## Objective
Rewrite the records below as a Markdown table with two columns, Row and Line, where each non-blank line occupies its own numbered row. Omit the pictures from the table.

··· Listing ···

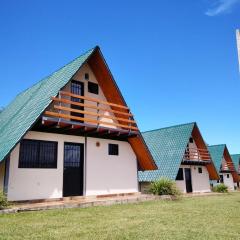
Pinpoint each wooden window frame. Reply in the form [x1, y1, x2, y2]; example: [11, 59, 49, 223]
[18, 139, 58, 169]
[108, 143, 119, 156]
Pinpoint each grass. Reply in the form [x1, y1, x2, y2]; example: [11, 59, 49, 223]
[0, 193, 240, 240]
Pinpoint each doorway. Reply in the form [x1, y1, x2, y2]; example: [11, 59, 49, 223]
[63, 143, 84, 197]
[184, 168, 192, 193]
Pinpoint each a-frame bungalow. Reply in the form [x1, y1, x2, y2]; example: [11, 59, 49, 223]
[231, 154, 240, 187]
[0, 47, 156, 201]
[231, 154, 240, 187]
[139, 123, 219, 193]
[208, 144, 239, 190]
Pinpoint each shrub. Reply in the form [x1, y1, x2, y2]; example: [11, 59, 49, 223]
[213, 183, 228, 193]
[0, 191, 9, 210]
[150, 178, 181, 197]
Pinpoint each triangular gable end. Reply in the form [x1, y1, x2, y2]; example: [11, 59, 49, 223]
[183, 123, 219, 180]
[223, 145, 239, 182]
[139, 123, 195, 182]
[0, 47, 156, 170]
[0, 48, 96, 161]
[208, 144, 239, 182]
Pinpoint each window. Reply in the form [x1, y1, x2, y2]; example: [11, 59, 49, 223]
[84, 73, 89, 80]
[108, 143, 118, 155]
[88, 82, 98, 94]
[18, 140, 58, 168]
[176, 168, 183, 180]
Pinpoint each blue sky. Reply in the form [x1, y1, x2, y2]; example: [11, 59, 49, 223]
[0, 0, 240, 153]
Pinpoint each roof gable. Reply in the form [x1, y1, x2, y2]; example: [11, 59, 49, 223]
[0, 47, 156, 170]
[0, 48, 96, 161]
[208, 144, 239, 182]
[208, 144, 226, 171]
[231, 154, 240, 170]
[139, 123, 196, 182]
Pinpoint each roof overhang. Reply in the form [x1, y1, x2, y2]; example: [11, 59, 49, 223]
[192, 123, 219, 180]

···

## Reply to the exercise
| Row | Line |
|---|---|
| 1 | Pinpoint each wooden window frame. Reply in the form [x1, y1, x2, y2]; example: [11, 59, 49, 223] |
| 2 | [18, 139, 58, 169] |
| 3 | [108, 143, 119, 156] |
| 4 | Pinpoint each grass. Reply in the form [x1, y1, x2, y2]; example: [11, 59, 49, 223] |
| 5 | [0, 193, 240, 240] |
| 6 | Pinpoint each doorway. Reply in the form [x1, y1, x2, y2]; example: [11, 59, 49, 223] |
| 7 | [63, 143, 84, 197] |
| 8 | [184, 168, 192, 193] |
| 9 | Pinpoint each a-frame bungalow. Reply in the form [x1, y1, x2, y2]; example: [11, 59, 49, 223] |
| 10 | [231, 154, 240, 187] |
| 11 | [0, 47, 156, 201] |
| 12 | [231, 154, 240, 187] |
| 13 | [139, 123, 219, 193] |
| 14 | [208, 144, 239, 190] |
| 15 | Pinpoint each shrub. Reply in the form [x1, y1, x2, y2]; example: [11, 59, 49, 223] |
| 16 | [213, 183, 228, 193] |
| 17 | [0, 191, 9, 210] |
| 18 | [150, 178, 181, 197] |
| 19 | Pinpoint each triangular gable end. Reply in the form [x1, y1, x2, y2]; example: [11, 59, 49, 223] |
| 20 | [183, 123, 219, 180] |
| 21 | [223, 145, 239, 182] |
| 22 | [139, 123, 195, 182] |
| 23 | [0, 47, 156, 170] |
| 24 | [0, 48, 96, 161] |
| 25 | [208, 144, 239, 182] |
| 26 | Pinpoint each window. Reply in the form [x1, y1, x2, y2]; example: [11, 59, 49, 223] |
| 27 | [84, 73, 89, 80] |
| 28 | [108, 143, 118, 155] |
| 29 | [88, 82, 98, 94] |
| 30 | [18, 140, 58, 168] |
| 31 | [176, 168, 183, 180] |
| 32 | Pinpoint each blue sky. Reply in the form [x1, y1, x2, y2]; example: [11, 59, 49, 223] |
| 33 | [0, 0, 240, 153] |
| 34 | Pinpoint each roof gable. Reply in the form [x1, y1, x2, y2]; example: [11, 59, 49, 223] |
| 35 | [0, 47, 156, 170] |
| 36 | [0, 48, 96, 161] |
| 37 | [208, 144, 239, 182] |
| 38 | [208, 144, 226, 171] |
| 39 | [231, 154, 240, 170] |
| 40 | [139, 123, 196, 182] |
| 41 | Pinpoint each roof overhang. Reply in the form [x1, y1, x2, y2]; example: [11, 59, 49, 223] |
| 42 | [192, 123, 219, 180] |